** start of DATA SHOWN **

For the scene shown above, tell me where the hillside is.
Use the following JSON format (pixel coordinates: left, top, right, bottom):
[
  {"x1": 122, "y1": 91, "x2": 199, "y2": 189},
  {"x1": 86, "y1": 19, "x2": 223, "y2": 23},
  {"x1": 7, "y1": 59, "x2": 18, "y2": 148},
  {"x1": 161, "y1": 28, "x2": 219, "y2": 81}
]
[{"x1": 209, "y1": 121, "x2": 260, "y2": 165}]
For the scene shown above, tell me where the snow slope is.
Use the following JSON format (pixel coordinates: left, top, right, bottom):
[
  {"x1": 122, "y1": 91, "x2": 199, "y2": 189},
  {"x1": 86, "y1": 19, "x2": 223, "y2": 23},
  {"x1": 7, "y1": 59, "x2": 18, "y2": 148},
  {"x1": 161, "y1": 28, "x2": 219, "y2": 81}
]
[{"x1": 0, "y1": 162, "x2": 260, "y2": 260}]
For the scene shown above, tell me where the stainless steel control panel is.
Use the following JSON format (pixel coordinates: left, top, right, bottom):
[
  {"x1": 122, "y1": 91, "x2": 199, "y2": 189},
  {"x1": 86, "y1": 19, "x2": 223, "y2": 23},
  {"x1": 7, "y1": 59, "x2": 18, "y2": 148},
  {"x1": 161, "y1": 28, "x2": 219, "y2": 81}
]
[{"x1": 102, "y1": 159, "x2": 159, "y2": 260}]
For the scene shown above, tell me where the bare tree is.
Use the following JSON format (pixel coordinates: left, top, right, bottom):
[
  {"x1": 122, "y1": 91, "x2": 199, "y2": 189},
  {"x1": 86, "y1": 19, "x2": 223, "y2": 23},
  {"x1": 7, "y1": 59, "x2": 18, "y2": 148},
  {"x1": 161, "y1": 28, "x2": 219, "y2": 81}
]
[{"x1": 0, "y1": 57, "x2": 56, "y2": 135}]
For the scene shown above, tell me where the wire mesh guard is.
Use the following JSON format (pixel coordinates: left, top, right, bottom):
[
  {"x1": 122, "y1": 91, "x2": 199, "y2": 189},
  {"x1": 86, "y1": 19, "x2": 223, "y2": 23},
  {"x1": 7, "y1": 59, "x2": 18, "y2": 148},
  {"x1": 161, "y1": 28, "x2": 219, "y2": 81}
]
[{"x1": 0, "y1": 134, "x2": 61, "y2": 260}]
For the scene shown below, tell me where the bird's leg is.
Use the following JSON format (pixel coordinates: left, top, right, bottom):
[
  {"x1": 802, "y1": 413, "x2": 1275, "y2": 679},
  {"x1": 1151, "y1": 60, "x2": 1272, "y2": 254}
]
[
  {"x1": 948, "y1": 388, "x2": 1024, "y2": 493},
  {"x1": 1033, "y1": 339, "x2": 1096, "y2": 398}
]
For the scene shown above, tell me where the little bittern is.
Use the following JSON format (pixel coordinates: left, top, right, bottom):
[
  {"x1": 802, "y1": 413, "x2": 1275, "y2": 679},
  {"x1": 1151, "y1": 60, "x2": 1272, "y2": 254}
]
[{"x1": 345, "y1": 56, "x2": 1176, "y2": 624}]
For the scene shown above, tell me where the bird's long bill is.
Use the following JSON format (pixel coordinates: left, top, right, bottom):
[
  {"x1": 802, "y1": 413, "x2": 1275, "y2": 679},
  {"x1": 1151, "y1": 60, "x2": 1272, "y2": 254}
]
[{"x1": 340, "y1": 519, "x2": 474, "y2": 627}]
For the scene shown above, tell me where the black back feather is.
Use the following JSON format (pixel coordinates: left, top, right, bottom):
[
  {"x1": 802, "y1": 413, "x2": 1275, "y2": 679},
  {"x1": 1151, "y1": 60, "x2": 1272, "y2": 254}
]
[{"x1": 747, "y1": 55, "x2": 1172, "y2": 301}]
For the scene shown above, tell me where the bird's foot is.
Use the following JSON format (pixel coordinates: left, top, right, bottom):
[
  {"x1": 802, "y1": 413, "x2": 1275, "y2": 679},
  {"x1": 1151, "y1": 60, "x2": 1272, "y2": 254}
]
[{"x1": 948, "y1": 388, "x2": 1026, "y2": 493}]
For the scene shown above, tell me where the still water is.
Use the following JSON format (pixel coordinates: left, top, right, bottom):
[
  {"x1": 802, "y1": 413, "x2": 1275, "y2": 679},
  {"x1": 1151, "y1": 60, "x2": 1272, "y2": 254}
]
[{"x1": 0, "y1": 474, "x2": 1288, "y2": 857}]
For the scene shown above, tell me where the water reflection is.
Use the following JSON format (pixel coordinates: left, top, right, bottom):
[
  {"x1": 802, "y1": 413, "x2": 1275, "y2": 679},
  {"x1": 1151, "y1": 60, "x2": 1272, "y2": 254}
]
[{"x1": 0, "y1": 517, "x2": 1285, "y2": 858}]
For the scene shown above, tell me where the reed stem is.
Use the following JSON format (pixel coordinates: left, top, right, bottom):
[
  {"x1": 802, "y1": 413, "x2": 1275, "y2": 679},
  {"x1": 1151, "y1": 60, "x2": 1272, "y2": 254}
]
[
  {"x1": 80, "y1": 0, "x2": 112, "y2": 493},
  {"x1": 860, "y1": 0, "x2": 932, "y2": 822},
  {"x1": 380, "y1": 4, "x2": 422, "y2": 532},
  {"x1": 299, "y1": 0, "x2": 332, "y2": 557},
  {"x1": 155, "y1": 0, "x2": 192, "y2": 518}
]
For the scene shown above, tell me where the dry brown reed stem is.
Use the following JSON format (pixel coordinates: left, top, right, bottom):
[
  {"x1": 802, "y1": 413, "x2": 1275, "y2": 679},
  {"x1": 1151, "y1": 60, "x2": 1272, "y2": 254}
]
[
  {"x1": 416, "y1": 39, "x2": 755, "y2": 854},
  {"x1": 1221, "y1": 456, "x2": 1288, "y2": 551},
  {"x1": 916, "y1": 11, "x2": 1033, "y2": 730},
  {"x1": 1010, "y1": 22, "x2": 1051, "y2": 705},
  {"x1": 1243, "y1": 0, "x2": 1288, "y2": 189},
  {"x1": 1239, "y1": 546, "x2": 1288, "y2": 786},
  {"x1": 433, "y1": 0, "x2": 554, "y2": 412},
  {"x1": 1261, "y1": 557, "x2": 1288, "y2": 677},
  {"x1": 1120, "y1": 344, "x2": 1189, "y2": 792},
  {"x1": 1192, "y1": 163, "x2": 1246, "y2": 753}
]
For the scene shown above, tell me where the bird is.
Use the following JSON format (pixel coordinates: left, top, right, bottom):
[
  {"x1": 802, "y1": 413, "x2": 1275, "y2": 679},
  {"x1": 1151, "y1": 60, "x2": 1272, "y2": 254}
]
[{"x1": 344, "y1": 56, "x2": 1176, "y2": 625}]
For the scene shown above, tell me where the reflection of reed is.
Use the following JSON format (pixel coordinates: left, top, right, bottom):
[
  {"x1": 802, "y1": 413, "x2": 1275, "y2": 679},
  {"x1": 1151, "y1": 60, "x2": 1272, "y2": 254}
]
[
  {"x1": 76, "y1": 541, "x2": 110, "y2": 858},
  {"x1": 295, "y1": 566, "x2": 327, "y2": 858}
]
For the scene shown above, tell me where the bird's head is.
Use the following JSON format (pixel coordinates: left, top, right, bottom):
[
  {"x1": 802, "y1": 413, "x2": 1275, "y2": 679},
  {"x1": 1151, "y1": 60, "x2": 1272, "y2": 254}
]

** end of DATA SHOWN **

- _THE TASK_
Return all of the data word for word.

- _EXERCISE OUTPUT_
For the scene shown above, tell me where the hillside is.
Use the following JSON format (pixel coordinates: left, top, right, bottom):
[
  {"x1": 122, "y1": 91, "x2": 199, "y2": 189},
  {"x1": 86, "y1": 19, "x2": 223, "y2": 23},
  {"x1": 7, "y1": 59, "x2": 18, "y2": 148},
  {"x1": 161, "y1": 28, "x2": 219, "y2": 81}
]
[{"x1": 209, "y1": 121, "x2": 260, "y2": 165}]
For the scene shown above, tell me where the snow slope is.
Use the following JSON format (pixel coordinates: left, top, right, bottom):
[
  {"x1": 122, "y1": 91, "x2": 199, "y2": 189},
  {"x1": 86, "y1": 19, "x2": 223, "y2": 23},
  {"x1": 7, "y1": 59, "x2": 18, "y2": 148},
  {"x1": 161, "y1": 28, "x2": 219, "y2": 81}
]
[{"x1": 0, "y1": 162, "x2": 260, "y2": 260}]
For the scene shown above, tell me where the stainless steel control panel is.
Use the following JSON format (pixel coordinates: left, top, right, bottom):
[
  {"x1": 122, "y1": 91, "x2": 199, "y2": 189},
  {"x1": 86, "y1": 19, "x2": 223, "y2": 23},
  {"x1": 7, "y1": 59, "x2": 18, "y2": 148},
  {"x1": 161, "y1": 28, "x2": 219, "y2": 81}
]
[{"x1": 102, "y1": 159, "x2": 159, "y2": 260}]
For the scene shown above, tell me where the bare tree is.
Use the following JSON format (pixel coordinates: left, top, right, bottom):
[
  {"x1": 122, "y1": 91, "x2": 199, "y2": 189},
  {"x1": 86, "y1": 19, "x2": 223, "y2": 23},
  {"x1": 7, "y1": 59, "x2": 18, "y2": 148},
  {"x1": 161, "y1": 28, "x2": 219, "y2": 81}
]
[{"x1": 0, "y1": 57, "x2": 56, "y2": 135}]
For the scene shown above, tell me where the wire mesh guard is.
Use the following JSON format (pixel coordinates: left, top, right, bottom):
[
  {"x1": 122, "y1": 91, "x2": 199, "y2": 189},
  {"x1": 86, "y1": 19, "x2": 223, "y2": 23},
  {"x1": 7, "y1": 59, "x2": 18, "y2": 148},
  {"x1": 161, "y1": 28, "x2": 219, "y2": 81}
]
[{"x1": 0, "y1": 134, "x2": 61, "y2": 260}]
For the scene shown below, tell me where the bird's leg is.
Use the following JSON format (pixel coordinates: left, top, right, bottom):
[
  {"x1": 802, "y1": 413, "x2": 1275, "y2": 679},
  {"x1": 1151, "y1": 60, "x2": 1272, "y2": 254}
]
[
  {"x1": 948, "y1": 388, "x2": 1024, "y2": 493},
  {"x1": 1033, "y1": 339, "x2": 1096, "y2": 398}
]
For the scene shown above, tell me where the little bittern is.
Use the following JSON format (pixel coordinates: left, top, right, bottom):
[
  {"x1": 802, "y1": 413, "x2": 1275, "y2": 679},
  {"x1": 1151, "y1": 60, "x2": 1272, "y2": 254}
]
[{"x1": 345, "y1": 56, "x2": 1176, "y2": 624}]
For the scene shown above, tell me where the bird's long bill is.
Use the following JSON format (pixel coordinates: left, top, right, bottom):
[
  {"x1": 802, "y1": 413, "x2": 1275, "y2": 679},
  {"x1": 1151, "y1": 60, "x2": 1272, "y2": 254}
]
[{"x1": 340, "y1": 519, "x2": 474, "y2": 627}]
For the scene shown above, tell me where the black back feather is.
Use the following JSON format (pixel coordinates: left, top, right, bottom):
[
  {"x1": 802, "y1": 413, "x2": 1275, "y2": 679},
  {"x1": 1151, "y1": 60, "x2": 1272, "y2": 254}
]
[{"x1": 747, "y1": 55, "x2": 1172, "y2": 301}]
For the scene shown above, tell me where the bird's foot is.
Use the following JSON format (pixel coordinates: left, top, right, bottom):
[
  {"x1": 802, "y1": 413, "x2": 1275, "y2": 679},
  {"x1": 1151, "y1": 60, "x2": 1272, "y2": 254}
]
[{"x1": 948, "y1": 388, "x2": 1026, "y2": 493}]
For the scene shown above, tell me where the still water is.
Use the following JSON format (pixel coordinates: left, top, right, bottom):
[
  {"x1": 802, "y1": 413, "x2": 1275, "y2": 679},
  {"x1": 1151, "y1": 60, "x2": 1272, "y2": 254}
]
[{"x1": 0, "y1": 474, "x2": 1288, "y2": 857}]
For the scene shown above, tell me where the water reflection is.
Use the following JSON format (pixel coordinates: left, top, right, bottom):
[
  {"x1": 802, "y1": 413, "x2": 1275, "y2": 679},
  {"x1": 1151, "y1": 60, "x2": 1272, "y2": 254}
]
[{"x1": 0, "y1": 517, "x2": 1285, "y2": 858}]
For the scene shown above, tell me where the reed stem is.
Use the following JSON format (pixel coordinates: left, top, right, bottom):
[
  {"x1": 802, "y1": 413, "x2": 1275, "y2": 679},
  {"x1": 1151, "y1": 60, "x2": 1272, "y2": 254}
]
[
  {"x1": 80, "y1": 0, "x2": 112, "y2": 493},
  {"x1": 860, "y1": 0, "x2": 932, "y2": 822},
  {"x1": 380, "y1": 4, "x2": 422, "y2": 532},
  {"x1": 299, "y1": 0, "x2": 332, "y2": 557},
  {"x1": 155, "y1": 0, "x2": 192, "y2": 518}
]
For the scene shown above, tell me where the dry brown reed stem is.
Use the following JSON format (pixel coordinates: left, top, right, bottom):
[
  {"x1": 802, "y1": 413, "x2": 1275, "y2": 679},
  {"x1": 1151, "y1": 60, "x2": 1272, "y2": 254}
]
[
  {"x1": 416, "y1": 39, "x2": 755, "y2": 854},
  {"x1": 1221, "y1": 456, "x2": 1288, "y2": 551},
  {"x1": 916, "y1": 11, "x2": 1033, "y2": 730},
  {"x1": 1010, "y1": 22, "x2": 1051, "y2": 705},
  {"x1": 1243, "y1": 0, "x2": 1288, "y2": 189},
  {"x1": 1239, "y1": 546, "x2": 1288, "y2": 786},
  {"x1": 433, "y1": 0, "x2": 554, "y2": 412},
  {"x1": 1261, "y1": 557, "x2": 1288, "y2": 677},
  {"x1": 1120, "y1": 344, "x2": 1189, "y2": 792},
  {"x1": 1192, "y1": 163, "x2": 1246, "y2": 753}
]
For the scene shown above, tell me where the bird is.
Use the following JSON format (pixel coordinates: left, top, right, bottom):
[
  {"x1": 802, "y1": 413, "x2": 1275, "y2": 679},
  {"x1": 1151, "y1": 60, "x2": 1272, "y2": 254}
]
[{"x1": 344, "y1": 56, "x2": 1176, "y2": 625}]
For the scene shown above, tell me where the reflection of reed is.
Use the following JSON format (pixel coordinates: left, top, right, bottom):
[
  {"x1": 802, "y1": 413, "x2": 1275, "y2": 679},
  {"x1": 1151, "y1": 60, "x2": 1272, "y2": 254}
]
[
  {"x1": 76, "y1": 541, "x2": 110, "y2": 858},
  {"x1": 295, "y1": 566, "x2": 327, "y2": 858}
]
For the scene shown above, tell me where the bird's head is.
Use the following JSON format (pixel coordinates: left, top, right, bottom):
[
  {"x1": 802, "y1": 413, "x2": 1275, "y2": 679},
  {"x1": 1151, "y1": 60, "x2": 1272, "y2": 254}
]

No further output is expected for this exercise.